Set problem |
Could the lines from the one with "Teacher note: locate the brown" through the end of the listing be restated exactly, with nothing else included?
## Start Dataset records
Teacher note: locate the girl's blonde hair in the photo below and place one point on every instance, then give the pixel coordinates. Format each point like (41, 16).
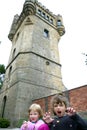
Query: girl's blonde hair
(36, 107)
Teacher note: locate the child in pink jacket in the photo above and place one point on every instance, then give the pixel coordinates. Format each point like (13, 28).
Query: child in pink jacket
(35, 119)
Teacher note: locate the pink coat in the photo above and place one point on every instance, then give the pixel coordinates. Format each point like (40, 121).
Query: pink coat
(39, 125)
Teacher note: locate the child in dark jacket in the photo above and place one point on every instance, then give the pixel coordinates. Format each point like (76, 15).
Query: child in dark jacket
(65, 118)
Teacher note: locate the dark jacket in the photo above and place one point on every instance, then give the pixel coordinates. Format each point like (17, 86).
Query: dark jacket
(66, 122)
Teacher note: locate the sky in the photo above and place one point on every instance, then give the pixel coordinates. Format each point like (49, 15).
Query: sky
(72, 46)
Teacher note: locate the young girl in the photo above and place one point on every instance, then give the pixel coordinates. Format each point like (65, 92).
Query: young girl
(35, 119)
(65, 118)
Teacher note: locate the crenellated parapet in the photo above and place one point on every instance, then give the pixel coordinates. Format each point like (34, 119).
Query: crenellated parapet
(33, 7)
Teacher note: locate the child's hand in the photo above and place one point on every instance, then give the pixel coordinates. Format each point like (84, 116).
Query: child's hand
(47, 118)
(70, 111)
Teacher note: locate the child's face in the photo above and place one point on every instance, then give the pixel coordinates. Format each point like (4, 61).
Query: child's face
(59, 109)
(34, 116)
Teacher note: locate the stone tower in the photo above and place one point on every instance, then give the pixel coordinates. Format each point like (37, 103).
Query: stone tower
(34, 68)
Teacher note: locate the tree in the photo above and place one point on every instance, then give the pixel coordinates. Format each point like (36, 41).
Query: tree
(2, 69)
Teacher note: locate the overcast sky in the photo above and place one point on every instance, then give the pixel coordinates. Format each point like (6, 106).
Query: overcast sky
(72, 46)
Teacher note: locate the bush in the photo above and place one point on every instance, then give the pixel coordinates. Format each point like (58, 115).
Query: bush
(4, 123)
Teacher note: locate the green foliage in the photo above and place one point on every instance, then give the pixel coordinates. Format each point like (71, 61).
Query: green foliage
(2, 69)
(1, 84)
(20, 122)
(4, 123)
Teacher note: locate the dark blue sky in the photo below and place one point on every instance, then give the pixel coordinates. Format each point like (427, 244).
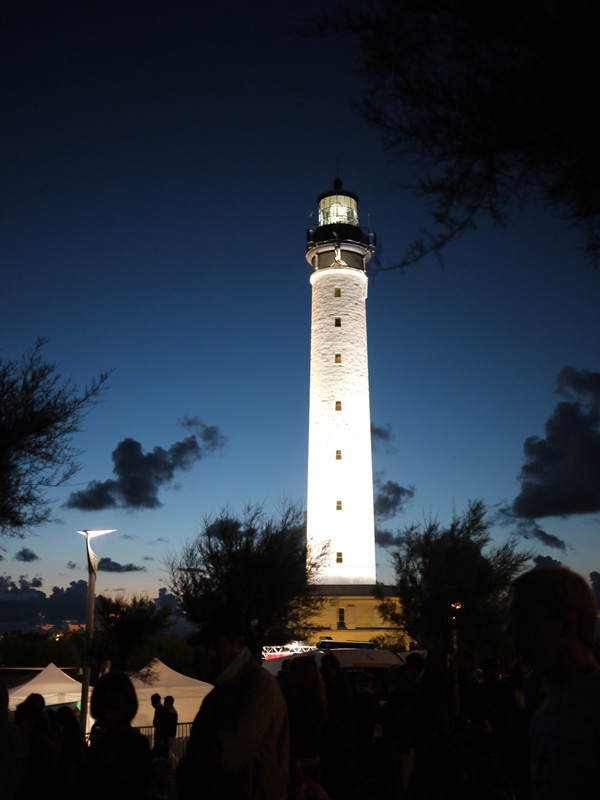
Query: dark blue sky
(160, 164)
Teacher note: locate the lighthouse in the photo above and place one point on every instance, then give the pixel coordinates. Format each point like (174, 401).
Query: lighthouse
(340, 474)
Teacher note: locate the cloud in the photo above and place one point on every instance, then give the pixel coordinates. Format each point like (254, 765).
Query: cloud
(546, 561)
(384, 538)
(24, 606)
(25, 554)
(140, 476)
(108, 565)
(595, 581)
(561, 473)
(390, 498)
(530, 529)
(381, 435)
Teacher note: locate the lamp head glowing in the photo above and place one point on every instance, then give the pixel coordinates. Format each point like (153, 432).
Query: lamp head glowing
(96, 533)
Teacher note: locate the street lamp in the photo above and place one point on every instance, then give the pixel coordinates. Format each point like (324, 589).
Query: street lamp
(89, 621)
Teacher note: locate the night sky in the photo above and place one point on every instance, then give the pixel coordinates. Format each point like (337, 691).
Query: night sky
(160, 163)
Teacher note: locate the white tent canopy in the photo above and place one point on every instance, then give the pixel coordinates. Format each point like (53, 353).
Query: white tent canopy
(52, 683)
(188, 693)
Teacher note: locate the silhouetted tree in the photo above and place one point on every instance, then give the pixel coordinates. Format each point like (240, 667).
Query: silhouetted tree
(492, 101)
(125, 624)
(39, 415)
(255, 567)
(449, 580)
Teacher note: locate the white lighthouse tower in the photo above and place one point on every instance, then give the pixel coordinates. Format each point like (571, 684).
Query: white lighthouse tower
(340, 473)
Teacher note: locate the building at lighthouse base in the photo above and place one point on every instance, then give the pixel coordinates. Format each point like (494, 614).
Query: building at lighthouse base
(349, 612)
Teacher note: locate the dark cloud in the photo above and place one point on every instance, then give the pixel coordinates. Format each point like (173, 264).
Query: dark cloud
(530, 529)
(387, 539)
(381, 435)
(25, 554)
(108, 565)
(561, 473)
(210, 435)
(390, 498)
(23, 606)
(546, 561)
(140, 476)
(595, 581)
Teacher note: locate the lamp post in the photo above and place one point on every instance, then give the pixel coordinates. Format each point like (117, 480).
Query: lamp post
(89, 621)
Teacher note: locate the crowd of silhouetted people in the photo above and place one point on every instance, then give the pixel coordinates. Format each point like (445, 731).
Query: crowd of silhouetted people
(446, 730)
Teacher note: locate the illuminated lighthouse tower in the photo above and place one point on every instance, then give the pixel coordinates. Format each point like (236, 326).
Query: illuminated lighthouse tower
(340, 473)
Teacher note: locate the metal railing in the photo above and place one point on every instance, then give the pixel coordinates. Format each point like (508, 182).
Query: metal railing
(178, 743)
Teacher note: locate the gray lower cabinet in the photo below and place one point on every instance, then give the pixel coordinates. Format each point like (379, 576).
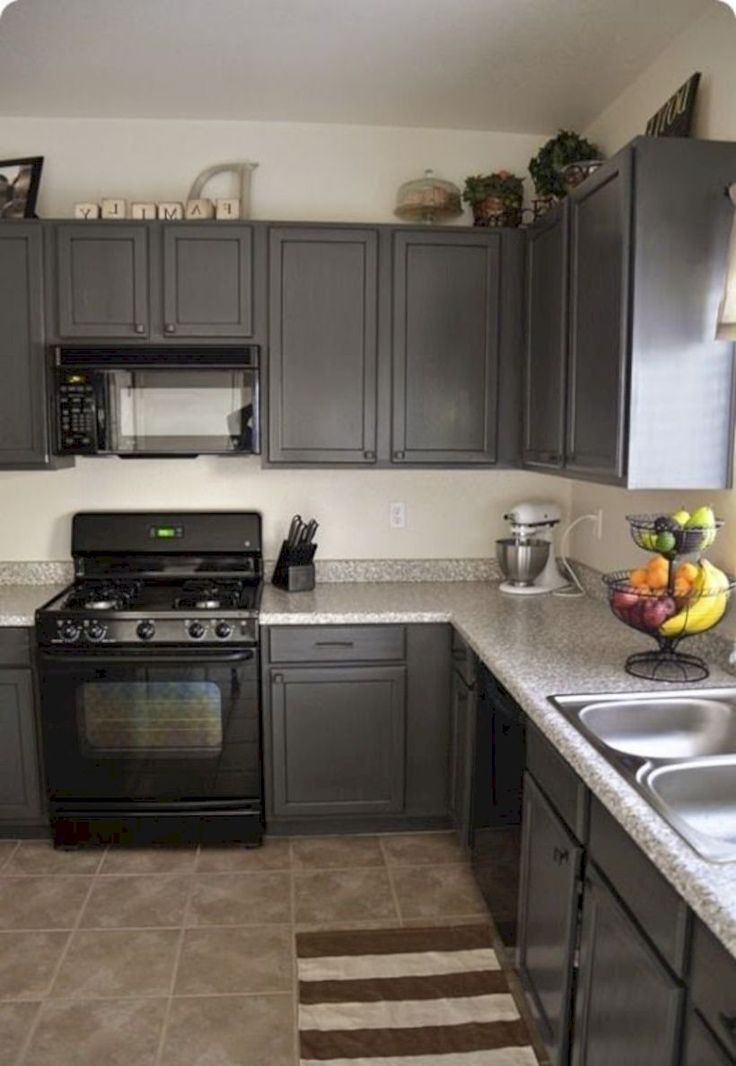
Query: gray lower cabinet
(628, 1006)
(24, 420)
(323, 309)
(546, 341)
(446, 346)
(547, 918)
(208, 280)
(337, 737)
(101, 276)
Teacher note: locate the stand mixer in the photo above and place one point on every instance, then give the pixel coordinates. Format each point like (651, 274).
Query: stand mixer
(526, 558)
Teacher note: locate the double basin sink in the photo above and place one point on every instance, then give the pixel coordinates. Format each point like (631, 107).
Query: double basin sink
(677, 749)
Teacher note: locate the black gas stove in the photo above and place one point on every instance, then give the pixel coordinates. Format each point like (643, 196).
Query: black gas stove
(148, 667)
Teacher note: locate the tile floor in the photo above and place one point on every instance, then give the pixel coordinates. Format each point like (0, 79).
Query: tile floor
(187, 957)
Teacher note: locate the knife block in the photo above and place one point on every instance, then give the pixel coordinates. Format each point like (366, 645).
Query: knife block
(294, 570)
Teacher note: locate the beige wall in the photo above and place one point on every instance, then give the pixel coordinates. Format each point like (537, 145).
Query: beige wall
(306, 172)
(708, 46)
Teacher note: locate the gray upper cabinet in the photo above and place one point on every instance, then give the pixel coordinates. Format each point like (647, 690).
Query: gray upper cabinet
(600, 249)
(22, 407)
(627, 1005)
(337, 740)
(323, 344)
(546, 342)
(102, 280)
(207, 280)
(446, 346)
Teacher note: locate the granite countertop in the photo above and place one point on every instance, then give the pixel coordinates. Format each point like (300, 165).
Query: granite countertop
(538, 647)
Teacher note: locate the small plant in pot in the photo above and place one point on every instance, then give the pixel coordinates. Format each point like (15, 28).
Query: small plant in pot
(496, 198)
(562, 163)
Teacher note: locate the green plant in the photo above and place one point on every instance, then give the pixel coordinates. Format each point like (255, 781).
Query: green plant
(547, 165)
(504, 184)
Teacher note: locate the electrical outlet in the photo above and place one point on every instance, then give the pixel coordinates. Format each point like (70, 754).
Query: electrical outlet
(397, 516)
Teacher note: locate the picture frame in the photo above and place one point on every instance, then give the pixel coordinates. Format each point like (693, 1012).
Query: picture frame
(19, 180)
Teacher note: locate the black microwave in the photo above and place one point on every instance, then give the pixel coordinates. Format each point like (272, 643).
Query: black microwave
(157, 401)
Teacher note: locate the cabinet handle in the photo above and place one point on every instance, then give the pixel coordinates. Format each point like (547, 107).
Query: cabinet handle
(729, 1022)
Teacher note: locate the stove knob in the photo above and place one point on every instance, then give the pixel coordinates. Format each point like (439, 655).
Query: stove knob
(146, 630)
(69, 630)
(96, 631)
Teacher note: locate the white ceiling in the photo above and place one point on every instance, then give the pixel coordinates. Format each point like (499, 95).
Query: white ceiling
(523, 65)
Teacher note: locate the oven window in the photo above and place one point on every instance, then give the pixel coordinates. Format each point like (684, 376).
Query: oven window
(181, 410)
(157, 716)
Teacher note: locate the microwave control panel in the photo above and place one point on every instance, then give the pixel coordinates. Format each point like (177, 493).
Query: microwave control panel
(77, 413)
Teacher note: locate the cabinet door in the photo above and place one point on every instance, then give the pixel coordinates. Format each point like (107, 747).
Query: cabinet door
(323, 336)
(628, 1008)
(102, 278)
(547, 918)
(446, 327)
(338, 740)
(600, 252)
(208, 280)
(22, 406)
(546, 341)
(19, 786)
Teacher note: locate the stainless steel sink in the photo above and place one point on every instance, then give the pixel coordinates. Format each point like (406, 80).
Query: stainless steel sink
(678, 749)
(699, 798)
(662, 728)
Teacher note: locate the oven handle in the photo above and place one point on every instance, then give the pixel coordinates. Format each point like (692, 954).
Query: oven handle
(148, 657)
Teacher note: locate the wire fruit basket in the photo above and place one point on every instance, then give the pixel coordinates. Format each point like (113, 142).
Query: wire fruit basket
(670, 600)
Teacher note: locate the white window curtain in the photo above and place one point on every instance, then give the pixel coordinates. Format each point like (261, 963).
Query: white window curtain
(726, 311)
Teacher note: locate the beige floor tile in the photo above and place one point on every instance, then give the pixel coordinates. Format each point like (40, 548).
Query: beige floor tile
(15, 1022)
(117, 963)
(275, 854)
(236, 959)
(421, 849)
(123, 860)
(328, 895)
(436, 891)
(42, 857)
(137, 902)
(42, 903)
(28, 962)
(102, 1033)
(236, 899)
(323, 853)
(230, 1031)
(6, 849)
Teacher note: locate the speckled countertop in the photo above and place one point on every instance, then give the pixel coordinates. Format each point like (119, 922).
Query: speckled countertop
(539, 647)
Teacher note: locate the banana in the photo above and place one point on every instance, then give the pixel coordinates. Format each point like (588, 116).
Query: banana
(706, 607)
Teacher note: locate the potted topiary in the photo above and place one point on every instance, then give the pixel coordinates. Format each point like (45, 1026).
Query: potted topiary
(496, 198)
(562, 163)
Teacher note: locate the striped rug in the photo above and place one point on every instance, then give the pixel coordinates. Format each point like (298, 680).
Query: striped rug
(409, 997)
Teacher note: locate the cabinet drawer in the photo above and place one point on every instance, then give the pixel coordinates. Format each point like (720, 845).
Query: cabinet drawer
(15, 646)
(298, 644)
(713, 985)
(660, 911)
(560, 782)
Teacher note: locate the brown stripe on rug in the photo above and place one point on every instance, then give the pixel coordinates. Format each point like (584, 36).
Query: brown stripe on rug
(432, 997)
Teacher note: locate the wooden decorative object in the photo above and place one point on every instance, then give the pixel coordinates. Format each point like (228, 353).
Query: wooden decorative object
(143, 209)
(200, 209)
(674, 118)
(113, 207)
(86, 210)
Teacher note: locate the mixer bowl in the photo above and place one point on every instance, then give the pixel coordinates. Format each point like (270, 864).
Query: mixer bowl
(522, 562)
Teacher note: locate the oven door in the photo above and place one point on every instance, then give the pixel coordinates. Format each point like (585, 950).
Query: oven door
## End Dataset records
Final result |
Teacher note: locate the brown stripe on rug in the photo above and place one point on every instance, then give the pixel coordinates. Format each point like (584, 36).
Query: brown stripe on rug
(432, 997)
Teacher note: locate the wooden decorative object in the photo above and place one point on every instance, then give the pixel coordinates. Format each point like (228, 353).
Query: wooden decorative object
(143, 209)
(200, 209)
(674, 118)
(113, 207)
(86, 210)
Teacher note: locate the mixer bowl in the photo above and place one point on every instance, then give the pixel coordinates. Format each point like (270, 864).
Query: mixer bowl
(522, 562)
Teacher note: locate the oven door in the photo above and place one point on every instance, then give the pixel coordinates. Format each point like (585, 950).
Query: oven door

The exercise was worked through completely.